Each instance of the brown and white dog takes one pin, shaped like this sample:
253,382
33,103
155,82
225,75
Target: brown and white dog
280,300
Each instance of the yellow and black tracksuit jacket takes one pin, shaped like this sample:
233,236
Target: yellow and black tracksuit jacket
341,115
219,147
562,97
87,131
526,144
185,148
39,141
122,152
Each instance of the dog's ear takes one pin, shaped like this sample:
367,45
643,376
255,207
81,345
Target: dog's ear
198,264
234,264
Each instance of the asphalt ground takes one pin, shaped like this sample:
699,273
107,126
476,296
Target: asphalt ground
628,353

===============

* [What to do]: Swap every "pin" in the material above for "point" and reproduce all its lines with nothing else changed.

* [The result]:
Each instance of the brown and white dog takes one point, shaped like this sample:
253,382
33,103
155,82
225,75
Target: brown and white dog
280,300
Each instance of the yellow and black tracksuit jacket takes one point, shaped like this sample:
233,236
Target: yellow and black tracksuit jacket
341,115
219,147
562,97
87,131
526,144
185,148
39,141
122,152
Each instance of the dog's ear takes one point, shaped like this sample:
367,45
643,376
255,207
81,345
Target: dog's ear
198,264
234,264
Each instance of the asphalt ground takes one point, shaped like this sample:
699,273
107,126
476,296
Target: asphalt ground
628,353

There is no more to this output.